╭─ ENTRIES PROVIDED

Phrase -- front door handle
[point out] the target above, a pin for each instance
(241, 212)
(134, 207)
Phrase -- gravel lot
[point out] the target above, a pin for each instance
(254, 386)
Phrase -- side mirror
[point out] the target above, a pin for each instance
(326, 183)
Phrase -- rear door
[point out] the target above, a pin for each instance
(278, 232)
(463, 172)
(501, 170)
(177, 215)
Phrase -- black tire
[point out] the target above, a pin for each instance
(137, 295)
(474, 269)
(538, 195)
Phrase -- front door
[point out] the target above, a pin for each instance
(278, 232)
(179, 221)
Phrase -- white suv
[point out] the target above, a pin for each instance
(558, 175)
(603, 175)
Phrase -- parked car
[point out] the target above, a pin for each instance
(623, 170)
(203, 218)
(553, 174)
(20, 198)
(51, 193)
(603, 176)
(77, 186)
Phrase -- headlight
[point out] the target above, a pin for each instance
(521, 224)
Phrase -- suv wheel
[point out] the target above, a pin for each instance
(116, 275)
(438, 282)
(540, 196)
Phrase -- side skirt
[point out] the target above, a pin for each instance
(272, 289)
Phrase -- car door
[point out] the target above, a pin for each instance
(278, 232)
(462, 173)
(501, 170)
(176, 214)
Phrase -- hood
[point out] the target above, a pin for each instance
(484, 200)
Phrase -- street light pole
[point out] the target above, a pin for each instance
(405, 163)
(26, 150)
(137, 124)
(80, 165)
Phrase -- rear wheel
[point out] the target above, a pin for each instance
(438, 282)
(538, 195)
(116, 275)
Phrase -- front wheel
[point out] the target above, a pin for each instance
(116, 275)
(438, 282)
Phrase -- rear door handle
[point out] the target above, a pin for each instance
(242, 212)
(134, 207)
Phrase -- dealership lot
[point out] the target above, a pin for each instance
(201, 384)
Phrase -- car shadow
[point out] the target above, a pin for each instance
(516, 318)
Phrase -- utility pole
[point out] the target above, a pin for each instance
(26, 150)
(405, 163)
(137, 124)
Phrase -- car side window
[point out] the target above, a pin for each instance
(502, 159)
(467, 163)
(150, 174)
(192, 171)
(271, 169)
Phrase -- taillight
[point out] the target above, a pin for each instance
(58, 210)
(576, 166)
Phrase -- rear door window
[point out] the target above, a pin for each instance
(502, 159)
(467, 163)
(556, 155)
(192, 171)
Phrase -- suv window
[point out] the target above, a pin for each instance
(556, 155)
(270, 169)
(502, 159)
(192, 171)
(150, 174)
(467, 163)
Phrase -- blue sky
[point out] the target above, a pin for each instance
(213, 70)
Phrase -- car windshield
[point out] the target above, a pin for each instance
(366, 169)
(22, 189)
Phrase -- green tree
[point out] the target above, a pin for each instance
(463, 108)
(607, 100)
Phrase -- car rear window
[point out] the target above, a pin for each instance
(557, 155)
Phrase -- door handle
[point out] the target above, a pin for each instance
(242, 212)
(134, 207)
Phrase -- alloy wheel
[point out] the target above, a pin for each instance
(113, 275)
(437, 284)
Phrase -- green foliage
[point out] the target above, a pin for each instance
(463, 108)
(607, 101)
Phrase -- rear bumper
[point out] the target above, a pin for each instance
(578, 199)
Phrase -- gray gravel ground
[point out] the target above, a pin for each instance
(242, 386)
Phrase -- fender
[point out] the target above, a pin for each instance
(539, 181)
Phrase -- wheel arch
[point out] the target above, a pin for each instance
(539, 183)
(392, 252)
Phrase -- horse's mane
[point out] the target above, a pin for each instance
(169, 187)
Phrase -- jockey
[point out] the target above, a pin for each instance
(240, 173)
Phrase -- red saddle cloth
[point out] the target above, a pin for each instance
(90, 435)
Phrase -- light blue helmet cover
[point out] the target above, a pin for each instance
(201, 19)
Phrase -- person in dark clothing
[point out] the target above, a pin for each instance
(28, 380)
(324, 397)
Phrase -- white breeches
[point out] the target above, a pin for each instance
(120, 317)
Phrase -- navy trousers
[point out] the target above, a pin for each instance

╰─

**WORK ORDER:** All entries must be repeated verbatim.

**ANSWER TO THE PROBLEM:**
Phrase -- front door handle
[point out] the target above, a pin for each instance
(241, 212)
(134, 207)
Phrase -- gravel lot
[point out] the target above, a pin for each instance
(254, 386)
Phrase -- side mirror
[point out] the target above, a pin for each instance
(326, 183)
Phrase -- rear door
[point out] the target above, a pin for each instance
(278, 232)
(463, 172)
(501, 170)
(177, 215)
Phrase -- black tire
[point out] the target above, a pin for each instance
(137, 295)
(474, 269)
(538, 195)
Phrase -- front door
[point out] the target above, a pin for each instance
(278, 232)
(179, 221)
Phrase -- white suv
[point out] the target above, a pin for each instance
(558, 175)
(603, 175)
Phrase -- parked car
[point out] the target above, a pin for each instance
(623, 170)
(203, 218)
(553, 174)
(20, 198)
(51, 193)
(603, 176)
(77, 186)
Phrase -- headlight
[point out] the target above, a pin for each instance
(521, 224)
Phrase -- suv wheel
[point out] the target above, a pin for each instance
(116, 275)
(438, 282)
(540, 196)
Phrase -- side skirt
[point out] the target above, a pin for each instance
(272, 289)
Phrase -- car door
[point out] the target above, a pin for each instance
(278, 232)
(462, 173)
(501, 170)
(176, 214)
Phrase -- hood
[point out] the target above, a pin for each instance
(484, 200)
Phrase -- street light pole
[point out] the target above, a pin for each instance
(405, 163)
(26, 150)
(137, 124)
(80, 165)
Phrase -- rear wheel
[point out] the target above, a pin for each instance
(438, 282)
(538, 195)
(116, 275)
Phrase -- front wheel
[point out] the target above, a pin for each instance
(116, 275)
(438, 282)
Phrase -- rear door handle
[point out] the target above, a pin for each instance
(242, 212)
(134, 207)
Phrase -- dealership lot
[point out] the target above, a pin for each instance
(201, 384)
Phrase -- car shadow
[point out] the target above, a pin for each instance
(516, 318)
Phrase -- utility pole
[point out] the target above, a pin for each instance
(26, 150)
(405, 163)
(137, 124)
Phrase -- car side window
[point out] the target above, a pin for each instance
(502, 159)
(467, 163)
(150, 174)
(192, 171)
(271, 169)
Phrase -- taillight
[point out] the target above, a pin for each instance
(58, 210)
(576, 166)
Phrase -- rear door window
[point out] the target above, a pin for each instance
(502, 159)
(467, 163)
(556, 155)
(192, 171)
Phrase -- suv window
[point out] the target above, a pin for each instance
(556, 155)
(270, 169)
(502, 159)
(192, 171)
(150, 174)
(467, 163)
Phrase -- blue sky
[point out] the target above, a pin for each instance
(213, 70)
Phrase -- car windshield
[point out] the target above, a pin for each instance
(366, 169)
(22, 189)
Phrase -- green tree
[point out] the target above, a pin for each instance
(463, 108)
(607, 100)
Phrase -- car rear window
[point out] the target above, a pin for each instance
(557, 155)
Phrase -- door handle
[point out] the target above, a pin for each instance
(242, 212)
(134, 207)
Phrase -- alloy wheel
[point out] the target above, a pin for each instance
(113, 275)
(437, 284)
Phrase -- green foliage
[point out] the target above, a pin for each instance
(463, 108)
(607, 101)
Phrase -- rear bumper
[point out] the target above, a pin for each instance
(578, 199)
Phrase -- gray gravel ground
[point out] the target above, a pin for each instance
(242, 386)
Phrase -- fender
[point out] the target above, a pin for each instance
(539, 181)
Phrase -- wheel arch
[point out] the target above, a pin for each instance
(539, 183)
(392, 252)
Phrase -- horse's mane
[point out] the target above, a pin for each instance
(169, 187)
Phrase -- jockey
[point out] the target above, a pin for each instance
(240, 173)
Phrase -- red saddle cloth
[point out] the target above, a pin for each instance
(90, 435)
Phrase -- light blue helmet cover
[point out] the target above, a pin for each instance
(201, 19)
Phrase -- person in dark clothing
[point out] the target above, a pin for each instance
(28, 380)
(324, 397)
Phrase -- white breeches
[point out] the target above, a pin for each instance
(120, 317)
Phrase -- navy trousers
[point out] the target above, a pin for each instance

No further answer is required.